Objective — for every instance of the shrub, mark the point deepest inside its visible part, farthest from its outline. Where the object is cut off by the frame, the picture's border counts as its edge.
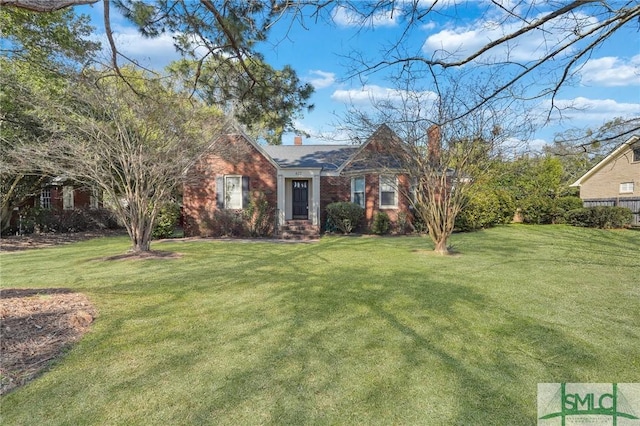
(600, 217)
(560, 206)
(166, 221)
(536, 209)
(485, 209)
(346, 216)
(381, 223)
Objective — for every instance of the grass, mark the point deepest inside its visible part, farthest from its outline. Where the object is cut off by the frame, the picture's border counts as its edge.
(344, 331)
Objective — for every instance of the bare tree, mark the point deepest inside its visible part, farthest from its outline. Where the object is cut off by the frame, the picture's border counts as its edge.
(559, 36)
(133, 149)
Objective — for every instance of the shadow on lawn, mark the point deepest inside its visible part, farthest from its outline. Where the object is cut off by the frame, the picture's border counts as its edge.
(377, 348)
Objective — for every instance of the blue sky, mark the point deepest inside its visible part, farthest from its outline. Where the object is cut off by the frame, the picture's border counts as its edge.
(607, 86)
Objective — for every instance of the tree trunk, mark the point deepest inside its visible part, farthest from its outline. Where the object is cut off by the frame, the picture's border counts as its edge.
(441, 245)
(45, 5)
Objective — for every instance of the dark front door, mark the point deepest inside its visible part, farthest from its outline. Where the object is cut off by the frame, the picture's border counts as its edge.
(300, 199)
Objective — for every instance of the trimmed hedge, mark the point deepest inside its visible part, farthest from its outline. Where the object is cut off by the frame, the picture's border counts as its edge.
(485, 209)
(600, 217)
(345, 216)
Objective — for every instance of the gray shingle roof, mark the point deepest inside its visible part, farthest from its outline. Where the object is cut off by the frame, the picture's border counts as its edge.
(327, 157)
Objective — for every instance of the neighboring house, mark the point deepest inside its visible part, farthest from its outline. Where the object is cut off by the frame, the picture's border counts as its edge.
(615, 181)
(57, 195)
(298, 181)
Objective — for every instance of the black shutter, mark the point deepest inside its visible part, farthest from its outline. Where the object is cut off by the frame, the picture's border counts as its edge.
(245, 192)
(220, 192)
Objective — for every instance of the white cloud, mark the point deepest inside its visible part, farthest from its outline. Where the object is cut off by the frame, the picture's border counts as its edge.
(345, 17)
(321, 79)
(369, 94)
(611, 71)
(458, 42)
(153, 53)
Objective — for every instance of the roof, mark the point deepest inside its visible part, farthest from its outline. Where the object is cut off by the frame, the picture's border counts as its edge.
(614, 155)
(326, 157)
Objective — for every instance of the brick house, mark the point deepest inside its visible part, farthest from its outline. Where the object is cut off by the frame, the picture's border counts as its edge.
(615, 181)
(298, 181)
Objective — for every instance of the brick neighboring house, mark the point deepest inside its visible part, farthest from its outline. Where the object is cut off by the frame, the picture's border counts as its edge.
(57, 195)
(615, 181)
(298, 181)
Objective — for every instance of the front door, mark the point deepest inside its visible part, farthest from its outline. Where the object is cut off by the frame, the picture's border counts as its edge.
(300, 199)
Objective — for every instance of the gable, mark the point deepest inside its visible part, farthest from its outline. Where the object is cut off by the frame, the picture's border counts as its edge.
(620, 157)
(324, 157)
(383, 150)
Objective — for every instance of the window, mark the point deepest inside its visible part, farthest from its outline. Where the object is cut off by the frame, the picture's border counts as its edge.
(232, 192)
(626, 187)
(388, 191)
(67, 197)
(357, 191)
(45, 198)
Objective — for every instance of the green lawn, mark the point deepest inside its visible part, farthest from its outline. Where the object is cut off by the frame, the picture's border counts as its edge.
(349, 330)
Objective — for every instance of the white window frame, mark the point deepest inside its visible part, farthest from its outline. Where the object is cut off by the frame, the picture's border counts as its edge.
(626, 188)
(228, 201)
(354, 191)
(386, 185)
(45, 198)
(67, 197)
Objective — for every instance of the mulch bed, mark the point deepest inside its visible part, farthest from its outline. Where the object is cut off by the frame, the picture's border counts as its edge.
(36, 327)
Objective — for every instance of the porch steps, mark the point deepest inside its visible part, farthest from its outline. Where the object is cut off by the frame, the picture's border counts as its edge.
(299, 230)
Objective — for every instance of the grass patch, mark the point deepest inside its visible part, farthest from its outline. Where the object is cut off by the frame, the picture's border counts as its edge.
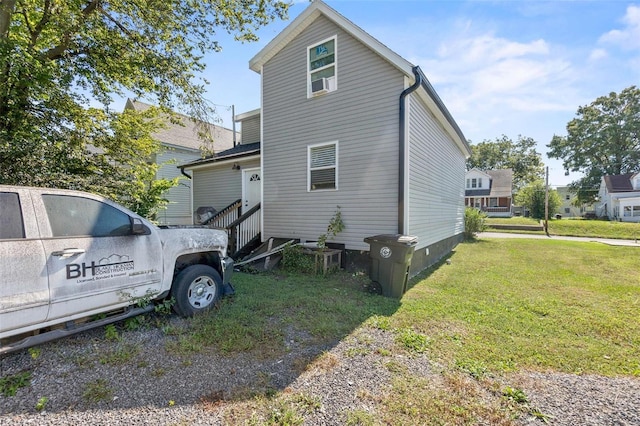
(530, 304)
(574, 227)
(595, 228)
(270, 311)
(516, 220)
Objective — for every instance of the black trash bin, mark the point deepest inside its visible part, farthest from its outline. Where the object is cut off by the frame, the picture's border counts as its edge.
(391, 256)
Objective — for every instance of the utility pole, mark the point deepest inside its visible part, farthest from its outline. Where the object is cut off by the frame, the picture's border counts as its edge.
(546, 202)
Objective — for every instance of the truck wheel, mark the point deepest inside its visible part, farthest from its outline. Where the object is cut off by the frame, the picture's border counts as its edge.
(196, 289)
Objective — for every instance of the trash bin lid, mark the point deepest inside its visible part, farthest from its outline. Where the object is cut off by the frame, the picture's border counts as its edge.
(393, 239)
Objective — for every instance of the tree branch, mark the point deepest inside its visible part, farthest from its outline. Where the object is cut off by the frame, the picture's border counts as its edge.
(46, 15)
(7, 8)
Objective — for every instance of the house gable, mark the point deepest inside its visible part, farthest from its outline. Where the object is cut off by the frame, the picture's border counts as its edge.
(319, 9)
(361, 118)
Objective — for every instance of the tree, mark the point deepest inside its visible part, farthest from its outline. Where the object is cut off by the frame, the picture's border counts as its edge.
(604, 139)
(532, 197)
(504, 153)
(59, 56)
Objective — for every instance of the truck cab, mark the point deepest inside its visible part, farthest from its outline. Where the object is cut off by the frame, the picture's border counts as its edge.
(68, 256)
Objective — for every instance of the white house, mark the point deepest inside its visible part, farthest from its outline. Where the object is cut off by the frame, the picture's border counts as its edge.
(490, 191)
(619, 197)
(181, 144)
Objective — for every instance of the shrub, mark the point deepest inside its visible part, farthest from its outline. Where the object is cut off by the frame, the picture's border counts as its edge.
(474, 222)
(294, 260)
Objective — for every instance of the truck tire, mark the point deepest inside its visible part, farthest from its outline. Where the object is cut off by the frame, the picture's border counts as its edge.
(196, 289)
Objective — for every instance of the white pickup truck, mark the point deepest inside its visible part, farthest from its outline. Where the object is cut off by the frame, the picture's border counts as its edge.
(70, 261)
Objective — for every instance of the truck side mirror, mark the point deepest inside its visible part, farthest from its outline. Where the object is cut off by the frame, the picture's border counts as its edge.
(137, 227)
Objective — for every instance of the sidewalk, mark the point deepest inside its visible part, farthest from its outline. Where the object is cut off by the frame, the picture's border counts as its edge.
(609, 241)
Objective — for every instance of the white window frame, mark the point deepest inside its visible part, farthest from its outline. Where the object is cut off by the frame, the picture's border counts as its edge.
(333, 86)
(309, 169)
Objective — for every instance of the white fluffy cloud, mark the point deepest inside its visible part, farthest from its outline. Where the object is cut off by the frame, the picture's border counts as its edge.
(627, 38)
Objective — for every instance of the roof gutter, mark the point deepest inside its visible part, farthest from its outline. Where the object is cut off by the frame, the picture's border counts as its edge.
(421, 81)
(402, 146)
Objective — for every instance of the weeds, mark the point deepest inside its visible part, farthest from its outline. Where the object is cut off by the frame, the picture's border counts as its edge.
(413, 341)
(42, 403)
(111, 332)
(119, 355)
(9, 385)
(97, 391)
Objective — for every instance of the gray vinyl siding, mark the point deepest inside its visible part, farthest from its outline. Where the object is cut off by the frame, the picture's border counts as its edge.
━━━━━━━━
> Given problem
Reproduce the entries from the line containing "Objective — for every instance of the weeds, mark" through the end of the entries, without changing anything.

> The output
Objective — for every instance of the weeds, mark the point deepest inside its visible part, farthest from its outline. Where the object is cut off by the frame, the picture's border counts as its edge.
(413, 341)
(42, 403)
(111, 332)
(119, 355)
(9, 385)
(97, 391)
Objective — for every instance of the gray vinyl siding, mark the point deepest inside its visible part, farthest from its outline. Where the object is cut off by the frame, the picture's border counts as its edge.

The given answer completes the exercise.